▶ [Information given]:

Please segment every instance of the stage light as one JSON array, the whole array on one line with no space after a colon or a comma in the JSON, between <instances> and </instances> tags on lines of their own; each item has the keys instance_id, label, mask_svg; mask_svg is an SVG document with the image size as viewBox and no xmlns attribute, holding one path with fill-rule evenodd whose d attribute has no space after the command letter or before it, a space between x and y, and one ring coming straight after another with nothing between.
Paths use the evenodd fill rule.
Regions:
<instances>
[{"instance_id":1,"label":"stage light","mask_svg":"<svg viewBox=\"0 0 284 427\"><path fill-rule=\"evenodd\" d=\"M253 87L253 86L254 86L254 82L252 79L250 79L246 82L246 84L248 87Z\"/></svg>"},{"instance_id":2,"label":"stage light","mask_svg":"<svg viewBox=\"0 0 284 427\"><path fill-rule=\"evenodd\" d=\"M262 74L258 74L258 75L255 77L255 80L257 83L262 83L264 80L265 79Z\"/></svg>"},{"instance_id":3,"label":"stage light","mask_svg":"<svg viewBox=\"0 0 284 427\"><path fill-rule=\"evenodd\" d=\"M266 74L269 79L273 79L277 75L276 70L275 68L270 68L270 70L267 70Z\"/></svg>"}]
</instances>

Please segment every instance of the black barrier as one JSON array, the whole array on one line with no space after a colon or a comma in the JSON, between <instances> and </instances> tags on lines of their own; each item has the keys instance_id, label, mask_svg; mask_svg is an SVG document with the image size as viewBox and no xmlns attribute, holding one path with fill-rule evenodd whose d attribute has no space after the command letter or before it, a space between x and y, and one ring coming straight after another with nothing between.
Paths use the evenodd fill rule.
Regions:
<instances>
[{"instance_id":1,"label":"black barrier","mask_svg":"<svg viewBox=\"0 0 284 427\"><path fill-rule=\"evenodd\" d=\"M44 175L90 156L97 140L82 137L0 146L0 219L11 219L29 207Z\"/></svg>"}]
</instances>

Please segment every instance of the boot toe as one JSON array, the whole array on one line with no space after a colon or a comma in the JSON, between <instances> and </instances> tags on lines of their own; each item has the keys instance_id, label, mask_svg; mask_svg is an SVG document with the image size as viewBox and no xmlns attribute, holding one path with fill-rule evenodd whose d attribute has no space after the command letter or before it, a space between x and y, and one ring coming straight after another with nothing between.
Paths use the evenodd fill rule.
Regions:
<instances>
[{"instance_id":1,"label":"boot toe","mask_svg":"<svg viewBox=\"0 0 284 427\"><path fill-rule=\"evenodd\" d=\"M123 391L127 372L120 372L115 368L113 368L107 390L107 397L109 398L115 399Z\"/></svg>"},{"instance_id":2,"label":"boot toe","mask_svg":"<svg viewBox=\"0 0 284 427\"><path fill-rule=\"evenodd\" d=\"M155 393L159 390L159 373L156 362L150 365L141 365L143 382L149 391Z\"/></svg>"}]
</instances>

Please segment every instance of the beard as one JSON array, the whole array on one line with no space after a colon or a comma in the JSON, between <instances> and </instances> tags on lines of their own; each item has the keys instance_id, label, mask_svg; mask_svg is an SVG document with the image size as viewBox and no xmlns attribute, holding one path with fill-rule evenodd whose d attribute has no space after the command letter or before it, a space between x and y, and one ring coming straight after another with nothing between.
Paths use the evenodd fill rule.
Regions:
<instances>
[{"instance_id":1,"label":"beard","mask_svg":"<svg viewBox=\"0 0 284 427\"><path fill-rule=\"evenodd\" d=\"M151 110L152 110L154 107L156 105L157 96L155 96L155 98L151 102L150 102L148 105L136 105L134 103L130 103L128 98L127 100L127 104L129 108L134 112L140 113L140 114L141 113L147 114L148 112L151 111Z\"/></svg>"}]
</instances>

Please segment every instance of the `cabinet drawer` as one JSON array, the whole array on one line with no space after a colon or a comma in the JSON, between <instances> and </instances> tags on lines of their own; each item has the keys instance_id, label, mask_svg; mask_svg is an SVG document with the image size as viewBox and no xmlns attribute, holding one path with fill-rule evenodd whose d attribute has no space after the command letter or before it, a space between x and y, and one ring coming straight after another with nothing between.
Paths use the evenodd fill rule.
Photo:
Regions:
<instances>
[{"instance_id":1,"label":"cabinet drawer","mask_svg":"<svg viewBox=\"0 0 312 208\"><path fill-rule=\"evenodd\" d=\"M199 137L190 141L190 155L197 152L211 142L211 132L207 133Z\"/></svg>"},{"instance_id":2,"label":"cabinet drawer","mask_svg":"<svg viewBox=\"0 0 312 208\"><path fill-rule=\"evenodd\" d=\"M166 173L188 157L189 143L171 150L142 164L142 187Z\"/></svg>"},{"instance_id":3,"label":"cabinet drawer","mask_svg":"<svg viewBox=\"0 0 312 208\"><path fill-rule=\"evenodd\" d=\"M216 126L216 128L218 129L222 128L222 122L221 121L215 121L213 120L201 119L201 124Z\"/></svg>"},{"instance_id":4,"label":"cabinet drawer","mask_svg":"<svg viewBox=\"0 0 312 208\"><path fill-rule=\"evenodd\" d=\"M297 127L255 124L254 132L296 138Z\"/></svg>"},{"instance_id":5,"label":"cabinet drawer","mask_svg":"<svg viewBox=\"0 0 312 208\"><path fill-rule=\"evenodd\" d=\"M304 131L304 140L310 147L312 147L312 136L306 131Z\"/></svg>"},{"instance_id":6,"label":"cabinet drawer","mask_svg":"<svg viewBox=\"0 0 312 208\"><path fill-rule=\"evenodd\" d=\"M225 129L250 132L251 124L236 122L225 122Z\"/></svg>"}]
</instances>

---

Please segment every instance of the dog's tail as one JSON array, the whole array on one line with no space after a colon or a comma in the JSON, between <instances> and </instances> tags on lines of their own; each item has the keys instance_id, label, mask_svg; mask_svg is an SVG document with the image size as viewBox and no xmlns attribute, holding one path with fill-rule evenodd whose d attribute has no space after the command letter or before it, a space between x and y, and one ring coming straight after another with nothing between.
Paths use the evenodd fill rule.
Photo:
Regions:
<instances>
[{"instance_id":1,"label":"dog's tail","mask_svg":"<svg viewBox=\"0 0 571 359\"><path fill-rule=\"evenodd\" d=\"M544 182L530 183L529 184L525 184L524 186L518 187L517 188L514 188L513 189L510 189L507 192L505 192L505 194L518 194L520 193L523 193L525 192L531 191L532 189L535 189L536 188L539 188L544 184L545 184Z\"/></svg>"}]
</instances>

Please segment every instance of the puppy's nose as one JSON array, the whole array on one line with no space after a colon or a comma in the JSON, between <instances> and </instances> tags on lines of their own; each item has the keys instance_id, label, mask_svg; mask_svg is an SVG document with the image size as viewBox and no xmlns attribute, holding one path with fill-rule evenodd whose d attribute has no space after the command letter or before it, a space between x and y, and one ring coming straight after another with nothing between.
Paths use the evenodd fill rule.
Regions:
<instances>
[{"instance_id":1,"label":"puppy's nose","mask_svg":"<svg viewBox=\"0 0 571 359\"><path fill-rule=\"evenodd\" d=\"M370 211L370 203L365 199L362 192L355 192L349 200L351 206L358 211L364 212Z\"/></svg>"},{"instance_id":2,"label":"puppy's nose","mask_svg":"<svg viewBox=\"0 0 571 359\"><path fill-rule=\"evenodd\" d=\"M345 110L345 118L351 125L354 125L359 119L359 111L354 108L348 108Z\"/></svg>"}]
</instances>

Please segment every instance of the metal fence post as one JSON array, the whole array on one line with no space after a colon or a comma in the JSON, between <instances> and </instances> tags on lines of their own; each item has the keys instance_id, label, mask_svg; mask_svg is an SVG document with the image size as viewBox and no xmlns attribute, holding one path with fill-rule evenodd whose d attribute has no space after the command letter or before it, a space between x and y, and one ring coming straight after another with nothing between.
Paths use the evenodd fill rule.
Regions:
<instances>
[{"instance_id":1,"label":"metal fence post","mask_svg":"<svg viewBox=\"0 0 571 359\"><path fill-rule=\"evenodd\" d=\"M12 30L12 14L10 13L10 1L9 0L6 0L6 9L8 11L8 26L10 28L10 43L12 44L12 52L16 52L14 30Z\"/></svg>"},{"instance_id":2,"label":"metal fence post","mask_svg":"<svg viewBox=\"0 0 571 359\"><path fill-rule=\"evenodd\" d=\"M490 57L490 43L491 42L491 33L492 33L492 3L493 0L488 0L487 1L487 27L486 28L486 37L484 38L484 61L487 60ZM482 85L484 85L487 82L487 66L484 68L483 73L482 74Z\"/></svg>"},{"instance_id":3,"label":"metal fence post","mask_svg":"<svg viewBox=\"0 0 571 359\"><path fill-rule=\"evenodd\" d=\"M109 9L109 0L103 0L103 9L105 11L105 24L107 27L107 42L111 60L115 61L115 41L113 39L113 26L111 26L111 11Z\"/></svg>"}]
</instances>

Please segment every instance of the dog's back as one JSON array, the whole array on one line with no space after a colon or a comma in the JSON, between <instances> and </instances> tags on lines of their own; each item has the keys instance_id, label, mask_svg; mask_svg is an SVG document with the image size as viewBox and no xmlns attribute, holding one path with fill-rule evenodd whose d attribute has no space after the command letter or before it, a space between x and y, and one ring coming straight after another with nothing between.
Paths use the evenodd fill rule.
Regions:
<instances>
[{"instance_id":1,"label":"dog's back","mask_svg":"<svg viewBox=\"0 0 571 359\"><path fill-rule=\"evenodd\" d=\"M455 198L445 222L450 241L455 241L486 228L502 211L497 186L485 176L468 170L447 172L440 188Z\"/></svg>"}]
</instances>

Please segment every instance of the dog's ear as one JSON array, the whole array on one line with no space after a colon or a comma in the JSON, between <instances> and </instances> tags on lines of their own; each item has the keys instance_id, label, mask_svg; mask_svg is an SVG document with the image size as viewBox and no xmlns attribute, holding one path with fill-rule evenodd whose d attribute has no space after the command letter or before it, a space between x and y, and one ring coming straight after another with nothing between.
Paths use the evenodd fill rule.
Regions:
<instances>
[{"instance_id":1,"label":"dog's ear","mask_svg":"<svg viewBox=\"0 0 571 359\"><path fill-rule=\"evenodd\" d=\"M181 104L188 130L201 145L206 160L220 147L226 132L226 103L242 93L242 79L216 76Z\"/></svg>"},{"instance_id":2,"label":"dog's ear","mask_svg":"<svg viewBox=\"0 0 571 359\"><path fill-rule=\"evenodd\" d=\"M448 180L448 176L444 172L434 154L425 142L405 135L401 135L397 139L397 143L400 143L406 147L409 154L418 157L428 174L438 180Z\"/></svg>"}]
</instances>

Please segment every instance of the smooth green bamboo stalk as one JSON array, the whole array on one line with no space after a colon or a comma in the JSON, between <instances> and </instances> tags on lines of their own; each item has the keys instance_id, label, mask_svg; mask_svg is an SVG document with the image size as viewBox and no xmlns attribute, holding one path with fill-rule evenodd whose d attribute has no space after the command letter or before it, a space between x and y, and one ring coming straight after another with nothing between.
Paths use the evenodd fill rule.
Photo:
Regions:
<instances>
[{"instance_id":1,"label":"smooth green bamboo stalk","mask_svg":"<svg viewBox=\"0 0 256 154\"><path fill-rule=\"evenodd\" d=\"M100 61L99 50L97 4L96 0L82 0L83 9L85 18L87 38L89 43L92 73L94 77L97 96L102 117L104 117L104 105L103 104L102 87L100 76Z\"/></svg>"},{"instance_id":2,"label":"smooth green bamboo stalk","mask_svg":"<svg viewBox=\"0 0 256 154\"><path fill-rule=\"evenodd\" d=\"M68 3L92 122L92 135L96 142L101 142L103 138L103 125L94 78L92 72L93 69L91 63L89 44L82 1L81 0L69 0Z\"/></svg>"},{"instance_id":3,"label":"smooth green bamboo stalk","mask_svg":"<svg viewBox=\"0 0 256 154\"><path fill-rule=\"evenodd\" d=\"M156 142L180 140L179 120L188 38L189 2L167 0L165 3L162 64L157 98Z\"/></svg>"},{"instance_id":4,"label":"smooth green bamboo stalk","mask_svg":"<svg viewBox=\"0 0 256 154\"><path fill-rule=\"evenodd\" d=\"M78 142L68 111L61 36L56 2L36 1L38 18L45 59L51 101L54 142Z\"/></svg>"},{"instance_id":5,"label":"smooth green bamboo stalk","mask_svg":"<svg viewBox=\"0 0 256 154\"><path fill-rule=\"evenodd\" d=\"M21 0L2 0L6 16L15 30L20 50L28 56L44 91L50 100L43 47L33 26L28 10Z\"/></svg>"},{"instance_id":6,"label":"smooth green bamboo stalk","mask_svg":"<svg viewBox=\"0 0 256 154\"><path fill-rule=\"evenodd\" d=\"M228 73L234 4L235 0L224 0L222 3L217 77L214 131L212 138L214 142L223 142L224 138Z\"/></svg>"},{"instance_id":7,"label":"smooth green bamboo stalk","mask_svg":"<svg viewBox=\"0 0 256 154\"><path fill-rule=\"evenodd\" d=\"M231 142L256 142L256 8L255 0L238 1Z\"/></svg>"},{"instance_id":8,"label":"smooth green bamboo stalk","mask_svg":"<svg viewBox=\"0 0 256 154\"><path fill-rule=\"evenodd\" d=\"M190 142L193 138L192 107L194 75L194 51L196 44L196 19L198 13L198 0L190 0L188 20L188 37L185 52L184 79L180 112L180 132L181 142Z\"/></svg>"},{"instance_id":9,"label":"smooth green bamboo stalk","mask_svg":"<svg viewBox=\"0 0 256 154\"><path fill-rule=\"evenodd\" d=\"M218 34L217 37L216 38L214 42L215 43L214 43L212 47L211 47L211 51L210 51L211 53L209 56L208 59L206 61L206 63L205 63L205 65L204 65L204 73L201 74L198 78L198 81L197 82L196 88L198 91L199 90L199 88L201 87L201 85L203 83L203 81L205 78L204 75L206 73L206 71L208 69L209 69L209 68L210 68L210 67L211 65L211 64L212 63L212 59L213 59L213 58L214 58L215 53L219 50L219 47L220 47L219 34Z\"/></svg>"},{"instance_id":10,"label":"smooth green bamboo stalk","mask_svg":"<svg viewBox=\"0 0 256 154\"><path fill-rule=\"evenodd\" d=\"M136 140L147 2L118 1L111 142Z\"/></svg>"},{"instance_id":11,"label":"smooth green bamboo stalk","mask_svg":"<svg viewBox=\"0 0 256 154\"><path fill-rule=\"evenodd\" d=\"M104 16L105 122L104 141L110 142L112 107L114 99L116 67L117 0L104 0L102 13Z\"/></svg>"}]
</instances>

▶ [Prompt]:
Copy out every line in the records above that contains the word "beard", matching its case exactly.

▶ [Response below]:
Please segment every instance of the beard as one JSON array, the whole array on one line with no space after a colon or a comma in the JSON, between <instances> and </instances> tags on lines of their own; each item has the keys instance_id, label, mask_svg; mask_svg is an SVG document with the image size as viewBox and no xmlns attribute, holding one path with fill-rule evenodd whose d attribute has no space after the command letter or before it, a space between x and y, and one ring coming straight after another with nothing between.
[{"instance_id":1,"label":"beard","mask_svg":"<svg viewBox=\"0 0 284 427\"><path fill-rule=\"evenodd\" d=\"M151 110L152 110L154 107L156 105L157 96L155 96L155 98L151 102L150 102L148 105L136 105L134 103L130 103L128 98L127 100L127 104L129 108L134 112L140 113L140 114L141 113L147 114L148 112L151 111Z\"/></svg>"}]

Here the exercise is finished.